Source extract
——

Executive acknowledges that during his employment with the Company he received and/or obtained Confidential Information and Third Party Information as those terms are defined below. Executive represents that at all times during the term of his employment he held in strictest confidence, and did not use, except for the benefit of the Company any Confidential Information of the Company. Executive agrees that he will continue to keep confidential and not to use for the benefit of any person or entity all non-public information about the Company or third parties that he acquired during the course of his employment with the Company, including without limitation any Confidential Information or Third Party Information. Executive acknowledges that “Confidential Information“ means any Company personnel information, employee information, proprietary information, technical data, trade secrets or know-how, including, but not limited to, research, product plans, products, services, pricing, markets, software, processes, marketing, finances or other business information obtained by Executive and/or disclosed to Executive by the Company either directly or indirectly in writing or orally. Executive further acknowledges that Confidential Information does not include any of the foregoing items, which have become publicly known and made generally available through no wrongful act of Executive or of others who were under confidentiality obligations as to the item or items involved or improvements or new versions thereof.
Executive acknowledges that the Company has received from third parties their confidential or proprietary information subject to a duty on the part of the Company to maintain the confidentiality of such information (“Third Party Information”). Executive represents that he has held all such confidential or proprietary information in the strictest confidence and agrees not to disclose any Third Party Information to any person, firm or corporation or to use it.
Nothing in this Agreement is intended to waive or release Executive from any and all obligations to the Company under any confidentiality, proprietary information or non-disclosure agreement, or any obligation created by statutory or common law to protect any intellectual property or proprietary information of the Company and/or its employees.
11.    Non-Disparagement. Executive agrees that he will not make any disparaging statements about the Company, or any of its services, products, officers, directors, employees, customers, or channel partners except to the extent that such statements are made truthfully in response to a duly-issued subpoena or other compulsory legal process. The Company agrees that it will direct its officers, directors, and managers not to make any disparaging statements about the Executive, or any of his work product, except to the extent that such statements are made truthfully in response to a duly issued subpoena or other compulsory legal process. The covenants of non-disparagement set forth in this Agreement are material terms hereof, and for the breach thereof, any aggrieved party will be entitled to pursue damages and seek injunctive relief.
12.    Non-Solicitation. Executive agrees that for a period of two years following the Separation Date, he will not, on behalf of himself or any other person or entity, directly or indirectly solicit any employee of the Company to terminate his/her employment with the Company.

——

Dataset content
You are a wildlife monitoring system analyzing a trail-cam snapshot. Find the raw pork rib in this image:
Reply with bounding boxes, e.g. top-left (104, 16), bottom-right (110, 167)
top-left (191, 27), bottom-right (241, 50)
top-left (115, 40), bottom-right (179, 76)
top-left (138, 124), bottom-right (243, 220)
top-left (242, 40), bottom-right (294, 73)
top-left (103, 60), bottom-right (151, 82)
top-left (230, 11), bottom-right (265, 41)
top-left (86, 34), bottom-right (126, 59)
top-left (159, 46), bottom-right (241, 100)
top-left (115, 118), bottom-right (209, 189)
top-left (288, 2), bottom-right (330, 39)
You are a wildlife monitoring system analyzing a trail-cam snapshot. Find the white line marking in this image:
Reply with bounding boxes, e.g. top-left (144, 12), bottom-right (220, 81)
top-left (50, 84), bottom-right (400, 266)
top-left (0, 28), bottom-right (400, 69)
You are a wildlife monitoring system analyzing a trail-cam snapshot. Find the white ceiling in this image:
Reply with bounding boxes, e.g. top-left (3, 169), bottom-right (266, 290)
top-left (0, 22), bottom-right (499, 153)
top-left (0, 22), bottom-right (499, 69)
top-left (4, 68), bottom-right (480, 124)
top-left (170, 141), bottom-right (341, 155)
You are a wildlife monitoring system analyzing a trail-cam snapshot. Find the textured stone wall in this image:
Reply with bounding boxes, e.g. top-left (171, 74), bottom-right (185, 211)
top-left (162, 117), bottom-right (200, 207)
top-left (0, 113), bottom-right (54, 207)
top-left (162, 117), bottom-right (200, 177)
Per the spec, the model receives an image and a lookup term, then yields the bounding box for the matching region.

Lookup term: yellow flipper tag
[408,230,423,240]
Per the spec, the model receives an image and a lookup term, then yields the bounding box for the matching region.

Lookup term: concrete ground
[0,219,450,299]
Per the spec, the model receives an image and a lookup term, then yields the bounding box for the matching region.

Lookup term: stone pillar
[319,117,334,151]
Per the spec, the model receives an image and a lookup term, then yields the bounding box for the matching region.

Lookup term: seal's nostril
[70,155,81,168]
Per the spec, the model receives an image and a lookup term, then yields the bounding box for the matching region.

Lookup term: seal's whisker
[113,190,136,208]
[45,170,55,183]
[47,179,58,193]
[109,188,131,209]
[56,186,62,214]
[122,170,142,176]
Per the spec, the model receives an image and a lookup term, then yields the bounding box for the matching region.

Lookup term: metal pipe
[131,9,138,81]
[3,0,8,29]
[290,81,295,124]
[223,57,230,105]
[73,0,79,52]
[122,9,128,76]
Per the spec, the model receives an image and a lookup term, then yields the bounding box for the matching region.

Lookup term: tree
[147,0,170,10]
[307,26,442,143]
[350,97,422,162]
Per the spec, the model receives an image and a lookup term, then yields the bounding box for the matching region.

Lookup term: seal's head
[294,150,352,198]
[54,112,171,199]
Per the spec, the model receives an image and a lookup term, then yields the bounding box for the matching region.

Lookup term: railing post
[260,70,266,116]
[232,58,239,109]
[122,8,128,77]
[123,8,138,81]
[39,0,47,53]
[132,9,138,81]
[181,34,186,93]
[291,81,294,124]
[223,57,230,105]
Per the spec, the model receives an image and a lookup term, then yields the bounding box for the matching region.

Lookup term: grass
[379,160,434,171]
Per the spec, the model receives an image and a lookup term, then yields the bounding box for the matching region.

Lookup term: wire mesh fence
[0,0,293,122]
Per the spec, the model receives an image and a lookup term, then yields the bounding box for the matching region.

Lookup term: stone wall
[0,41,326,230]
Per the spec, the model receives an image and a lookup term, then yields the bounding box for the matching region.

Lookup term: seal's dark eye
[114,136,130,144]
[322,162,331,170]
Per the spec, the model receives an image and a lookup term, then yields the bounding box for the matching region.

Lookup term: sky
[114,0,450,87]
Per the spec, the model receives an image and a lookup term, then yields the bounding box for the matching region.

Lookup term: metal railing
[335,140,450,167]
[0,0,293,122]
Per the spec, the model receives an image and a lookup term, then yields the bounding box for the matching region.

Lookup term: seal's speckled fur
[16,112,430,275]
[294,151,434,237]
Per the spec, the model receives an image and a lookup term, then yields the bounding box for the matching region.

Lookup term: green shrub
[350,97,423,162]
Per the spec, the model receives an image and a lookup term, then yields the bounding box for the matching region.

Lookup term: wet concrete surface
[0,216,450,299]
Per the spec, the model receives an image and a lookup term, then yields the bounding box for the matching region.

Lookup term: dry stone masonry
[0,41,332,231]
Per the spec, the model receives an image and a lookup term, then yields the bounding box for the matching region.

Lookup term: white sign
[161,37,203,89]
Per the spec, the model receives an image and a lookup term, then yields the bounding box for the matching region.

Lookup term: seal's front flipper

——

Tasks for this exercise
• A. From the agreement excerpt above, copy word for word the passage from "Executive acknowledges that the" up to and including "or to use it.".
• B. In the agreement excerpt, list every group of people tied to the Company that the Executive agrees not to make disparaging statements about.

Answers per task
• A.
Executive acknowledges that the Company has received from third parties their confidential or proprietary information subject to a duty on the part of the Company to maintain the confidentiality of such information (“Third Party Information”). Executive represents that he has held all such confidential or proprietary information in the strictest confidence and agrees not to disclose any Third Party Information to any person, firm or corporation or to use it.

• B.
- officers
- directors
- employees
- customers
- channel partners